# [INSTRUCTIONS FOR THE TASK]
Copy the material from its start through the line containing "pixel 482 107", changing "windshield wiper" to "wiper blade" and leaving everything else as is. Omit the pictures from your copy.

------ SOURCE DATA ------

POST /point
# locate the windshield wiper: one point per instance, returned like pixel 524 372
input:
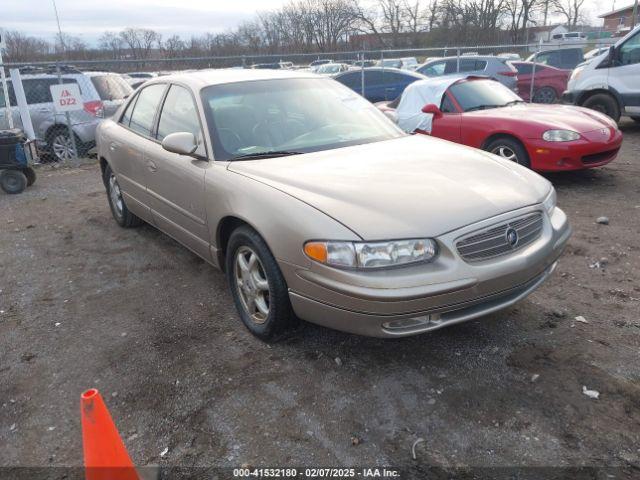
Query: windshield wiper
pixel 268 154
pixel 482 107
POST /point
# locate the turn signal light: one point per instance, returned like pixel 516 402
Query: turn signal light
pixel 316 251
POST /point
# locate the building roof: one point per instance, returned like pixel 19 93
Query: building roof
pixel 615 12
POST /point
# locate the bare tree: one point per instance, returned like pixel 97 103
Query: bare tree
pixel 140 41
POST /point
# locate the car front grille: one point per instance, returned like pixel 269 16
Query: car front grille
pixel 599 157
pixel 499 239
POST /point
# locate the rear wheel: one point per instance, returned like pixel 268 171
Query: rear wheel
pixel 30 173
pixel 545 95
pixel 13 181
pixel 119 210
pixel 259 290
pixel 605 103
pixel 510 149
pixel 60 145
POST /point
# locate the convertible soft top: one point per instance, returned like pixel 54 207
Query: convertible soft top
pixel 416 96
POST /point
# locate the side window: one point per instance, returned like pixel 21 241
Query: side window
pixel 525 68
pixel 179 114
pixel 375 77
pixel 630 51
pixel 447 105
pixel 350 80
pixel 12 95
pixel 145 109
pixel 452 66
pixel 126 117
pixel 434 70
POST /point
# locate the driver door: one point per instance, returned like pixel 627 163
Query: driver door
pixel 175 183
pixel 448 126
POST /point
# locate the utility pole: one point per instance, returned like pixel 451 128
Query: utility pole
pixel 5 89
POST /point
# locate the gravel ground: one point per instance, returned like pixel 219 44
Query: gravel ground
pixel 85 304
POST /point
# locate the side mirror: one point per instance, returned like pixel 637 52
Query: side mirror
pixel 432 109
pixel 182 143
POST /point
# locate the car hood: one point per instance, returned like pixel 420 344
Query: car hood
pixel 539 118
pixel 413 186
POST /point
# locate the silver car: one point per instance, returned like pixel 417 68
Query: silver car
pixel 318 207
pixel 490 66
pixel 102 94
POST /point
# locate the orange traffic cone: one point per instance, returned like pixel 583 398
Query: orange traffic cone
pixel 105 456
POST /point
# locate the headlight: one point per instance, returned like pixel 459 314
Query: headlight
pixel 368 255
pixel 576 73
pixel 560 136
pixel 549 203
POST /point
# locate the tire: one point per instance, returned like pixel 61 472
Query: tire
pixel 545 95
pixel 605 103
pixel 13 181
pixel 30 173
pixel 60 146
pixel 510 149
pixel 119 210
pixel 269 314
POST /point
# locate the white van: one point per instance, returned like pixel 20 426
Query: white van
pixel 610 82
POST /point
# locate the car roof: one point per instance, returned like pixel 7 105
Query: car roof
pixel 409 73
pixel 204 78
pixel 468 57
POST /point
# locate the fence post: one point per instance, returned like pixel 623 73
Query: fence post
pixel 362 74
pixel 72 137
pixel 5 92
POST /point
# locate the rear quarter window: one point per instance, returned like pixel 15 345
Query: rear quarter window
pixel 111 87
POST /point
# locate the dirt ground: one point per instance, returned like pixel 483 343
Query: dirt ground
pixel 84 303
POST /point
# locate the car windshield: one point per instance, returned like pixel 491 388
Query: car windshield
pixel 111 87
pixel 247 119
pixel 483 94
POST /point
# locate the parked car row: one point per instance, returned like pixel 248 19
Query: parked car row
pixel 102 94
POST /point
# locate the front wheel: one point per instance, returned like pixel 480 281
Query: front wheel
pixel 258 288
pixel 545 95
pixel 13 181
pixel 119 210
pixel 509 149
pixel 604 103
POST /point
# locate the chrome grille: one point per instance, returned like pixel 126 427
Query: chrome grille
pixel 493 241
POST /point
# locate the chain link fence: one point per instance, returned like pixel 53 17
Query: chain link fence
pixel 67 136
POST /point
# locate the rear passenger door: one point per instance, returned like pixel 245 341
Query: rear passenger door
pixel 175 183
pixel 127 144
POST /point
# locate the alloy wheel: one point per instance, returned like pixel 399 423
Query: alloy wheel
pixel 115 195
pixel 62 147
pixel 252 284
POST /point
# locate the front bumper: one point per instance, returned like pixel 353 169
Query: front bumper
pixel 594 149
pixel 414 300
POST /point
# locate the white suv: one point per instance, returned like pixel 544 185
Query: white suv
pixel 610 82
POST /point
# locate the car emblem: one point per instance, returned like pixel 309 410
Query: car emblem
pixel 512 236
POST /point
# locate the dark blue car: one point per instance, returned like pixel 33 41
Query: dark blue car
pixel 380 84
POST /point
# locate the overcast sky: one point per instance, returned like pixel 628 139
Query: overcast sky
pixel 88 19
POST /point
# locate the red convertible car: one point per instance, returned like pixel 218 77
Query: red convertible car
pixel 484 114
pixel 548 85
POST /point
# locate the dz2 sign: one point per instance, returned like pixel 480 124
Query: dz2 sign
pixel 66 97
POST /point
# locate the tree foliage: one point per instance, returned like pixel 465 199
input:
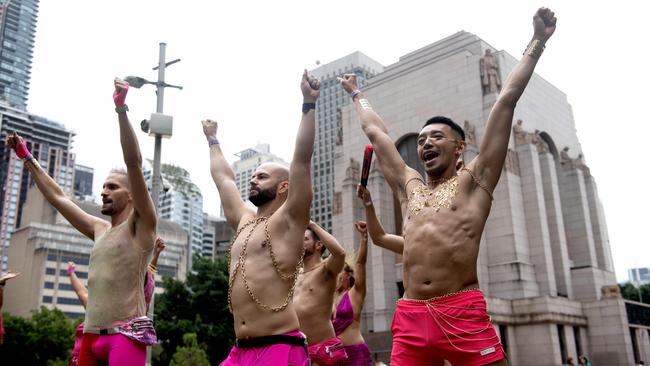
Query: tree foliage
pixel 631 292
pixel 198 305
pixel 191 354
pixel 44 339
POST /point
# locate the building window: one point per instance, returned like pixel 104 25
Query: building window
pixel 503 332
pixel 576 335
pixel 562 339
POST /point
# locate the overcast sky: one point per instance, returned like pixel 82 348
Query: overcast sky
pixel 242 62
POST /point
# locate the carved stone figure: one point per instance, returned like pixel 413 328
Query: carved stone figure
pixel 470 133
pixel 520 134
pixel 352 171
pixel 490 78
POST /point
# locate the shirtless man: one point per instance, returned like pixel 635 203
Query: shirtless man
pixel 315 294
pixel 266 254
pixel 118 260
pixel 443 313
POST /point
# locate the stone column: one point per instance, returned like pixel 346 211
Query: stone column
pixel 536 218
pixel 599 226
pixel 384 277
pixel 555 220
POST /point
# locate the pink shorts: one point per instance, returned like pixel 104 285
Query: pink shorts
pixel 276 354
pixel 456 328
pixel 330 352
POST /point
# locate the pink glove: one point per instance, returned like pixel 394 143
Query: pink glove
pixel 119 96
pixel 21 149
pixel 71 268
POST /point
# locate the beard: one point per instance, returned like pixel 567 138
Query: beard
pixel 263 196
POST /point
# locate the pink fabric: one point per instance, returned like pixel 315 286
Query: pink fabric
pixel 21 149
pixel 328 353
pixel 117 349
pixel 149 285
pixel 119 96
pixel 71 269
pixel 277 354
pixel 344 314
pixel 78 336
pixel 456 328
pixel 358 355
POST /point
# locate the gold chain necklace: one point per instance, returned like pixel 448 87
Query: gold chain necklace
pixel 422 196
pixel 242 261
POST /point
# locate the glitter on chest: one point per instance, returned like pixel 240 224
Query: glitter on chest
pixel 422 196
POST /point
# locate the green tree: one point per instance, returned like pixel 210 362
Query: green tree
pixel 191 354
pixel 45 338
pixel 631 292
pixel 198 306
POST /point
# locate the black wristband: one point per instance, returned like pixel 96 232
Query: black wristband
pixel 307 106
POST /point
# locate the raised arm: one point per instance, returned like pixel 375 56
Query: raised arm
pixel 494 145
pixel 145 212
pixel 359 287
pixel 334 263
pixel 85 223
pixel 77 286
pixel 391 163
pixel 223 176
pixel 300 190
pixel 392 242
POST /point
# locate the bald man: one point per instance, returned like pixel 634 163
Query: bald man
pixel 267 250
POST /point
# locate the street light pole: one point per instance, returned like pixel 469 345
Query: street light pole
pixel 160 96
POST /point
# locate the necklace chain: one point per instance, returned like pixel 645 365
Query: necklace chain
pixel 241 263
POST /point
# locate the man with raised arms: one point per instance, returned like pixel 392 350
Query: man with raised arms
pixel 116 320
pixel 267 249
pixel 315 295
pixel 443 313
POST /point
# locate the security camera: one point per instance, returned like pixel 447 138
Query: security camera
pixel 144 126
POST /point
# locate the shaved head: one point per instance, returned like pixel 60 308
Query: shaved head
pixel 276 170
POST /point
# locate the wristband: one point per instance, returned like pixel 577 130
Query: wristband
pixel 535 48
pixel 307 106
pixel 21 150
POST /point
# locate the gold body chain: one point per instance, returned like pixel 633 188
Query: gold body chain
pixel 422 196
pixel 241 262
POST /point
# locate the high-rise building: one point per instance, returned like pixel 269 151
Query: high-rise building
pixel 328 127
pixel 249 160
pixel 223 237
pixel 545 263
pixel 83 182
pixel 209 232
pixel 43 246
pixel 17 29
pixel 639 275
pixel 51 144
pixel 181 201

------

# [TASK RESPONSE]
POST /point
# locate the wiper blade: one point per instance, returned like pixel 524 372
input:
Query: wiper blade
pixel 268 154
pixel 482 107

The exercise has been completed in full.